Entries provided start

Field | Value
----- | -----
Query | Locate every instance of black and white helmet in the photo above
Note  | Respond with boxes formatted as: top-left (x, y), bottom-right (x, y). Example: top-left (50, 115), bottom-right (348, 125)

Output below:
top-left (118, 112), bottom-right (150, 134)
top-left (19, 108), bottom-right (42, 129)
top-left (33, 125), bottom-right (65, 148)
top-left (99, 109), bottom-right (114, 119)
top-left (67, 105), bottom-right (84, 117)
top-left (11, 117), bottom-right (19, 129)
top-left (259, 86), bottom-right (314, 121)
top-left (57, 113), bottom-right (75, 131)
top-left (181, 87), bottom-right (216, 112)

Entries provided end

Can you write out the records again, swapping "black and white helmet" for "yellow hard hat" and leaving everything else unchanged?

- [Task response]:
Field | Value
----- | -----
Query | Locate every instance of yellow hard hat in the photo above
Note  | Respond with boxes formatted as: top-left (x, y), bottom-right (x, y). Example: top-left (50, 115), bottom-right (348, 125)

Output below:
top-left (118, 112), bottom-right (150, 134)
top-left (19, 108), bottom-right (42, 129)
top-left (33, 125), bottom-right (65, 148)
top-left (99, 109), bottom-right (114, 119)
top-left (67, 105), bottom-right (84, 117)
top-left (11, 117), bottom-right (19, 129)
top-left (259, 86), bottom-right (314, 121)
top-left (57, 113), bottom-right (75, 131)
top-left (181, 87), bottom-right (216, 112)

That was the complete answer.